#### [Brief]
Format the portion of the data below that begins with the line containing "the purple garment." and ends with the line containing "[389,139,421,157]" as a JSON list of strings, with one string per line and blank lines omitted.

#### [Given records]
==*==
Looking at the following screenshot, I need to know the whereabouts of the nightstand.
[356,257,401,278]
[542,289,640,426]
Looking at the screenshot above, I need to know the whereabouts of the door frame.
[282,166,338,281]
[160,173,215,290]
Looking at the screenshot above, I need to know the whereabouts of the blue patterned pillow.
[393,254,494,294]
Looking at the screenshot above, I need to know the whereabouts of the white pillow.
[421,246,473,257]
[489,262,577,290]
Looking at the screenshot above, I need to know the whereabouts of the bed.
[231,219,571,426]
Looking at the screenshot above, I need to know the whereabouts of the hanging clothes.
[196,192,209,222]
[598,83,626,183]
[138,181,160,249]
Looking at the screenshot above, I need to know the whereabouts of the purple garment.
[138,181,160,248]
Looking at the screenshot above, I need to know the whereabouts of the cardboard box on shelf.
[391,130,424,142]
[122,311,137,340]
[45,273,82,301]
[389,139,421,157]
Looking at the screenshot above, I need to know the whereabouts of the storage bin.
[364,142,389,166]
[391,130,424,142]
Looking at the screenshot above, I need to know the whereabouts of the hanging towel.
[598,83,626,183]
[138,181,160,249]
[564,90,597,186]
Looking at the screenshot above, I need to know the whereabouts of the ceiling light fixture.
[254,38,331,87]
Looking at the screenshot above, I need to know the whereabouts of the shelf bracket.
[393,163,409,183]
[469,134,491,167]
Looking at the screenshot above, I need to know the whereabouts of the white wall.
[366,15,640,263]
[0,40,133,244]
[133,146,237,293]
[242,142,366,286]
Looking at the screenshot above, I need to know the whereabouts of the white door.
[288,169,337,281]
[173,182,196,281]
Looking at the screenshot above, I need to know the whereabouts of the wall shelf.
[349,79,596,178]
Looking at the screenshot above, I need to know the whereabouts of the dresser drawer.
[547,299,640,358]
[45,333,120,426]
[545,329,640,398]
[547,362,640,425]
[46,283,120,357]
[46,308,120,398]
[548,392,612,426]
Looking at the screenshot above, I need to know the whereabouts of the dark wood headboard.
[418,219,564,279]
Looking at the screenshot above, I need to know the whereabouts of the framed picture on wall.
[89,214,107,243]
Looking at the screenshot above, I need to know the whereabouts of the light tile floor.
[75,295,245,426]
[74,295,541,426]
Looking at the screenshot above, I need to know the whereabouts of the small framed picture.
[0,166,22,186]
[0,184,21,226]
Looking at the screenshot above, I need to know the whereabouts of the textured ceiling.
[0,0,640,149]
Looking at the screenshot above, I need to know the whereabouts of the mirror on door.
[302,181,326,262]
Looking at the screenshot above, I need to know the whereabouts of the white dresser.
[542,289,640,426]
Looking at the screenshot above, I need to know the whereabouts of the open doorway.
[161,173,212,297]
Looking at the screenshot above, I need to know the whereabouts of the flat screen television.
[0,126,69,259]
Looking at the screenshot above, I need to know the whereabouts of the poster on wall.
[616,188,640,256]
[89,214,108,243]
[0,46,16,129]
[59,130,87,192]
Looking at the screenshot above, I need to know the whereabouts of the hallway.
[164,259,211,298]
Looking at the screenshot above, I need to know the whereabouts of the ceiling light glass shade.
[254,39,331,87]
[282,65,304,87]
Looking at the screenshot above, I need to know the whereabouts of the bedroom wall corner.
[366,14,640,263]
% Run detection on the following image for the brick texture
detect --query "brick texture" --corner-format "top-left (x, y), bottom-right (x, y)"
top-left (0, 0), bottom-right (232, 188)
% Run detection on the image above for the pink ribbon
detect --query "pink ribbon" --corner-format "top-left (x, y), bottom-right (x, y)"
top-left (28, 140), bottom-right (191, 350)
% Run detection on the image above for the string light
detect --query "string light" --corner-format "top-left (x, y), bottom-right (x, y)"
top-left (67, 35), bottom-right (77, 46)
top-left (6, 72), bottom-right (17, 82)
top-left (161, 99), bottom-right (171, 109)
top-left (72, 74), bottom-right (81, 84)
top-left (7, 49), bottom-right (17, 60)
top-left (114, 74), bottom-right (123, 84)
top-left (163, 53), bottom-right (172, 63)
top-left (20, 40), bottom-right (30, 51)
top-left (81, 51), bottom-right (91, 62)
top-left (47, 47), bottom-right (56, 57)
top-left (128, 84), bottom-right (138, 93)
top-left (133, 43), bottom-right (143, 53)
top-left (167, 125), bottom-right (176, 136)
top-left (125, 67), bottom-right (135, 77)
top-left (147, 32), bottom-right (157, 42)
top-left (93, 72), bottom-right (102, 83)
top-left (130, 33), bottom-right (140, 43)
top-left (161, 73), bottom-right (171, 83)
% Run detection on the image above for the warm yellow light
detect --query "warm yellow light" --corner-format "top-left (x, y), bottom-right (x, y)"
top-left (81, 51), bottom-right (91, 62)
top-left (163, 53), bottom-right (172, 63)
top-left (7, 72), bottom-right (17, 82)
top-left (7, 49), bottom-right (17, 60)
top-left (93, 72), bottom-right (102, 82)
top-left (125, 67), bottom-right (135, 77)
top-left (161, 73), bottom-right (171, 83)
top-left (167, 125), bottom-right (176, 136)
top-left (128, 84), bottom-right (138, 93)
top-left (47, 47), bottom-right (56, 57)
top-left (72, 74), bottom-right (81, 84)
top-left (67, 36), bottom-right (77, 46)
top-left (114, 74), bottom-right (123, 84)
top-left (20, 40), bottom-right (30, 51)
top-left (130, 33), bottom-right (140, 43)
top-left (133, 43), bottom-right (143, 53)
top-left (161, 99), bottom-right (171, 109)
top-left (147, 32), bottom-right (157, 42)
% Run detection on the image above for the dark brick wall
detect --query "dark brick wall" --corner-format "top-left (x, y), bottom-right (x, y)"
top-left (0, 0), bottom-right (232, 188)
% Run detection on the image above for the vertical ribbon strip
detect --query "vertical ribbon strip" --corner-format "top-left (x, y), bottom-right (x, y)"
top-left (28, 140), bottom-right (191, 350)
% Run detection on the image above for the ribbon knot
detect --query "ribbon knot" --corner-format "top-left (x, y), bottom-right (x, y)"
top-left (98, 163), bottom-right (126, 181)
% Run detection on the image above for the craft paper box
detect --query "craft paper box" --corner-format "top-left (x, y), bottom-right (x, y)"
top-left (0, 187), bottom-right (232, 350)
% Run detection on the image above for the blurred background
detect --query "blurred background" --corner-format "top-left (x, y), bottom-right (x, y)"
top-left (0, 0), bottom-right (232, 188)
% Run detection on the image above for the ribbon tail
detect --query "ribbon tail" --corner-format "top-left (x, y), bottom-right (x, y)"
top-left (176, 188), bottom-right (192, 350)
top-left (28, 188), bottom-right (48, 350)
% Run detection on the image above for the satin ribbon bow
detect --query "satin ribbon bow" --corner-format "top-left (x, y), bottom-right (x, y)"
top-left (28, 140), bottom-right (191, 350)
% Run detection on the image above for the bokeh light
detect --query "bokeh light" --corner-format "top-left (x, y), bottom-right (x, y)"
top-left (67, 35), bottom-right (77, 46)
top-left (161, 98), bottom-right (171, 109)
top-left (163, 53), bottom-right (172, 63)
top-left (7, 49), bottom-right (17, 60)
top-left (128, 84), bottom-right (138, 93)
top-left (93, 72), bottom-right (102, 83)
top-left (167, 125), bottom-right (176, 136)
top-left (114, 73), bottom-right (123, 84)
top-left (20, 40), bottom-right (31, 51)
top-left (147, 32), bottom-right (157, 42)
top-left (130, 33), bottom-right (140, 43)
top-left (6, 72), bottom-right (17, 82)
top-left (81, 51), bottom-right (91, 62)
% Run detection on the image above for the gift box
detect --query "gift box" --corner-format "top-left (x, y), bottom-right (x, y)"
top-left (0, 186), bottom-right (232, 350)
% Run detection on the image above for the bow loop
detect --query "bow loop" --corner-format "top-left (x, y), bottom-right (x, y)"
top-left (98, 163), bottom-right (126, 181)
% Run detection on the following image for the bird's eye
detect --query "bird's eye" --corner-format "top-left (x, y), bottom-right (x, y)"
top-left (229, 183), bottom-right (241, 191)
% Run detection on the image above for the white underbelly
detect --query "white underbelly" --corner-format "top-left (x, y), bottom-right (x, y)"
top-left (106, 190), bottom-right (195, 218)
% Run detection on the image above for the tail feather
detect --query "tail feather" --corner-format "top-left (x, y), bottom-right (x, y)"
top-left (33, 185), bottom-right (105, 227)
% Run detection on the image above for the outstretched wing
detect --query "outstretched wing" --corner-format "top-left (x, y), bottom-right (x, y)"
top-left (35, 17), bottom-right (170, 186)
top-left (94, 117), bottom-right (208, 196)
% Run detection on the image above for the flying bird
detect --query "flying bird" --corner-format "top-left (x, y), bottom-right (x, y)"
==*==
#### [Written solution]
[
  "Looking at the screenshot above, I need to know the whereabouts of the purple garment.",
  "[138,181,160,248]",
  "Looking at the screenshot above, I need to know the whereabouts of the cardboard box on shelf.",
  "[391,130,424,142]",
  "[122,311,137,340]",
  "[45,273,82,301]",
  "[389,139,421,157]"
]